*Text to read:*
The authors then use this figure to recalculate the p-level of Mutable, completely beside the hypothesis and it’s confirmation, and proceed with their mystification by asking “but what justifies counting charts with 3 or more factors instead of 2 or more, or 4 or more? No number was specified in advance, yet a choice made after the event (as here) violates statistical assumptions “. The answer is: nothing, dear authors, you yourselves created this subject. No number was specified in advance because it was not a part of the investigation on which you are commenting. You invented this question yourself. How to interpret such a misleading way of commenting research?
Summarizing: the hypothesis in the 2008 article was not about one, two, three or four factors in Mutable, but about the total in Mutable. The original hypothesis was that serial killers have a higher score in Mutable than what can be expected by chance alone. This hypothesis is, very obviously, confirmed in Figure 1.

*Data:*

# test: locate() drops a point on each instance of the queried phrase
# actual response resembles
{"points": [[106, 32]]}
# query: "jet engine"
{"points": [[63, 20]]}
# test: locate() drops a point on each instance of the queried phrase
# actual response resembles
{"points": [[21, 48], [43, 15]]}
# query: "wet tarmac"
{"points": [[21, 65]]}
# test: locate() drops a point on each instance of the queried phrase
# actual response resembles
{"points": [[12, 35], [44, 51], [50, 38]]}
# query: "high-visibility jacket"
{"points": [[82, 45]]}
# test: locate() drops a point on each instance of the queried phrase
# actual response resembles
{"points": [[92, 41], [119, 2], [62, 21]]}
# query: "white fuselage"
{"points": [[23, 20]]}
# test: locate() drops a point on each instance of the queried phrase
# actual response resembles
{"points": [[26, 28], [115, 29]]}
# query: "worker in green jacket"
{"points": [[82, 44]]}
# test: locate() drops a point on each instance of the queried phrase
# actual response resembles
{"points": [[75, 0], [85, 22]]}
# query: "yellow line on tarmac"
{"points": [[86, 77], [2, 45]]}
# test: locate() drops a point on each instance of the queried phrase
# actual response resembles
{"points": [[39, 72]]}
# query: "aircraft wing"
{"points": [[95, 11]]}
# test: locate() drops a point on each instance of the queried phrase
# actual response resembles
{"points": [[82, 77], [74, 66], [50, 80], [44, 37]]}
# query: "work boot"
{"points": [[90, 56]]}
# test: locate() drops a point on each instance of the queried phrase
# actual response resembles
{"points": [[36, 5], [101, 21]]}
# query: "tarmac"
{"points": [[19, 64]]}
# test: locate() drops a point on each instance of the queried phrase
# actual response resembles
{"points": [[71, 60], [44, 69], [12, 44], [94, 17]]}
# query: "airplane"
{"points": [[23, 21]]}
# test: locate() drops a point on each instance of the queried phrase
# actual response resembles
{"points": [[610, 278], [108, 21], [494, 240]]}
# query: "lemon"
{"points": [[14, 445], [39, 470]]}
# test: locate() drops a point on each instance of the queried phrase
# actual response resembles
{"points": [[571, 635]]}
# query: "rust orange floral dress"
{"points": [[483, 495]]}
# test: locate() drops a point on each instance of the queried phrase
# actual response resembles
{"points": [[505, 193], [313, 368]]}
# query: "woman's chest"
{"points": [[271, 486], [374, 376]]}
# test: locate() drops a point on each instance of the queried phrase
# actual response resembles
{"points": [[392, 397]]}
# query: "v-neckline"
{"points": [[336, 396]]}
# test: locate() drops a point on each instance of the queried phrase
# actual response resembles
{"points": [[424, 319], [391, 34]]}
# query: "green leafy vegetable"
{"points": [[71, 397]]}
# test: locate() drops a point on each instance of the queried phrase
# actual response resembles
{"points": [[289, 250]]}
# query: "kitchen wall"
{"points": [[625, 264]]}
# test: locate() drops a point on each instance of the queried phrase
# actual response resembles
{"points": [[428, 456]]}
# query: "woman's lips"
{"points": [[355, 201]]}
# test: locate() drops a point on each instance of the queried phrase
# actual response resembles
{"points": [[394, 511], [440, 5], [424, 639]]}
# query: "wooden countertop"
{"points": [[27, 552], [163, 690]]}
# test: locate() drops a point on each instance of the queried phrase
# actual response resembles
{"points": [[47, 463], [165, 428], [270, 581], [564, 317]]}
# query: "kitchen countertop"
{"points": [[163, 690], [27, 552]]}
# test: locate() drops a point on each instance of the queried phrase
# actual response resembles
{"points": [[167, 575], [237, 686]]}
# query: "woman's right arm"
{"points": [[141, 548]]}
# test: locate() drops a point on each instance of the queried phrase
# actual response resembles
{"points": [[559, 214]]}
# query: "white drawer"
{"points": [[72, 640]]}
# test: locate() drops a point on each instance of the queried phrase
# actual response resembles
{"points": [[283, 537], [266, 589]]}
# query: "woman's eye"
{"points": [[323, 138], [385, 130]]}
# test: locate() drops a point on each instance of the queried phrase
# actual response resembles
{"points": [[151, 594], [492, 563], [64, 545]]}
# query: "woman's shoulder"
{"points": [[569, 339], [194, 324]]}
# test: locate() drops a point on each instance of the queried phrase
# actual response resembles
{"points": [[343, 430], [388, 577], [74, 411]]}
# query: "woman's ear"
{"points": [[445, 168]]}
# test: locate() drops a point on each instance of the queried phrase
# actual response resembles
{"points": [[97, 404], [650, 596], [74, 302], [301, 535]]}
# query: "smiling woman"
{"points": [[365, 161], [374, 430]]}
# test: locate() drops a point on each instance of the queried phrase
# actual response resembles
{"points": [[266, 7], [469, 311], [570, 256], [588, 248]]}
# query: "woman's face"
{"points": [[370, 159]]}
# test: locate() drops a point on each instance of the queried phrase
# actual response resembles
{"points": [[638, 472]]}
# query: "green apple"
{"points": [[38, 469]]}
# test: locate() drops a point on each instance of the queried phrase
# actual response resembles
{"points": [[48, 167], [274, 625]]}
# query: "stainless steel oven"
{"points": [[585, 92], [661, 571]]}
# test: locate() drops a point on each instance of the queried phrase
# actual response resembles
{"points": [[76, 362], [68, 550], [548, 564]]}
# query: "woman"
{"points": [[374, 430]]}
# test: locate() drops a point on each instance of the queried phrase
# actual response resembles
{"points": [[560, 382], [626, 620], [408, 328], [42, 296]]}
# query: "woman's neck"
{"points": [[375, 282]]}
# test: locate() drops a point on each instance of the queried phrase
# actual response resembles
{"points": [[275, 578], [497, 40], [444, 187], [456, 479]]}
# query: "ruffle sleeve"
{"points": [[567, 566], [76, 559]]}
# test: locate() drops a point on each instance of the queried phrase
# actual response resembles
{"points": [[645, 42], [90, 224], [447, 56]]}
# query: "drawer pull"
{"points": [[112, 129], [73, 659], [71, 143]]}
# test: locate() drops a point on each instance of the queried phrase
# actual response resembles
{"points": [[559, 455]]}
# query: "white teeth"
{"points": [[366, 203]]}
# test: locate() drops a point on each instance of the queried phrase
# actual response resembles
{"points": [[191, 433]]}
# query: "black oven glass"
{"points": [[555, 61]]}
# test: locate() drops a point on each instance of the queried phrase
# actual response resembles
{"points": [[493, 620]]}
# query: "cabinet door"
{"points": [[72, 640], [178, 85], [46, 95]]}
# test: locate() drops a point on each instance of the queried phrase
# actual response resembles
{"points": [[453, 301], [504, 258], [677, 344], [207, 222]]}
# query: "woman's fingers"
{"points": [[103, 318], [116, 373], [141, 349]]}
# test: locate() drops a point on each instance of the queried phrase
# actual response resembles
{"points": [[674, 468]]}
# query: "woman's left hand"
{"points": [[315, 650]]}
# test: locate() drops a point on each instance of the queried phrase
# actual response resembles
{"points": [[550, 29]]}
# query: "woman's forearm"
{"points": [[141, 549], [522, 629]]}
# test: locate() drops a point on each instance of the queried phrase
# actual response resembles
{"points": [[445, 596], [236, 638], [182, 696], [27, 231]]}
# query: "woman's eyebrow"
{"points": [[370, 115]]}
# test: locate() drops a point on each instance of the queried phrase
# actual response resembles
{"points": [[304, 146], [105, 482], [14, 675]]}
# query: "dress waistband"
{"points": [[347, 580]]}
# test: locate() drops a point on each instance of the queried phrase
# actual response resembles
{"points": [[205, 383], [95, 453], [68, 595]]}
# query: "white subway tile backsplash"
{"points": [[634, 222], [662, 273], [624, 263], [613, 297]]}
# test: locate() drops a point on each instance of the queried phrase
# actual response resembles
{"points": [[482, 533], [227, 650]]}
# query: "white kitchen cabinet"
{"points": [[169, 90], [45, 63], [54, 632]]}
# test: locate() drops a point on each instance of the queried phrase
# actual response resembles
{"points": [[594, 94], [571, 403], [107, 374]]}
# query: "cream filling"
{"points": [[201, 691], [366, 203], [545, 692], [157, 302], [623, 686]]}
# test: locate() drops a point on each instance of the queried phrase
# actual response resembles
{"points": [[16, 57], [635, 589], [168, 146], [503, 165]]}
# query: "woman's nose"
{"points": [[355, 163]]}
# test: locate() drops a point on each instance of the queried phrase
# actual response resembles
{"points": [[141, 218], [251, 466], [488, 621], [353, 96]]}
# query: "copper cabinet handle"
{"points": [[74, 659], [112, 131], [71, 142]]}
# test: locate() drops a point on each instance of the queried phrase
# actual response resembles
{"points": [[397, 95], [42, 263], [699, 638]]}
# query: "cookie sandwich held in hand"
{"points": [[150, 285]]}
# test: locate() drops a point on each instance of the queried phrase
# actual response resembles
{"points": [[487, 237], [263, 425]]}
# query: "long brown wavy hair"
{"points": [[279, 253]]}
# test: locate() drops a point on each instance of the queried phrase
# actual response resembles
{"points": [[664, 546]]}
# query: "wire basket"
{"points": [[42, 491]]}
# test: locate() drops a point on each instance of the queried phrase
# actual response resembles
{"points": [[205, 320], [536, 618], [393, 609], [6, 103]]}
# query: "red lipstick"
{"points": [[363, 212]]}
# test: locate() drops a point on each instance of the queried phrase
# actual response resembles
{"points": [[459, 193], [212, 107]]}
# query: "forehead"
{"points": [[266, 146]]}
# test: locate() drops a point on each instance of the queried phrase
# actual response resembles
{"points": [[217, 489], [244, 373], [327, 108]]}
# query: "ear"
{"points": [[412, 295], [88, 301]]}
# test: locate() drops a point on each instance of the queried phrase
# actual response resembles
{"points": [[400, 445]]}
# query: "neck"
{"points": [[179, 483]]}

*Written instruction:*
Reproduce the passage on the Mutable hypothesis above word for word, starting with "The authors then" and going on through "of commenting research?".

*Complete response:*
The authors then use this figure to recalculate the p-level of Mutable, completely beside the hypothesis and it’s confirmation, and proceed with their mystification by asking “but what justifies counting charts with 3 or more factors instead of 2 or more, or 4 or more? No number was specified in advance, yet a choice made after the event (as here) violates statistical assumptions “. The answer is: nothing, dear authors, you yourselves created this subject. No number was specified in advance because it was not a part of the investigation on which you are commenting. You invented this question yourself. How to interpret such a misleading way of commenting research?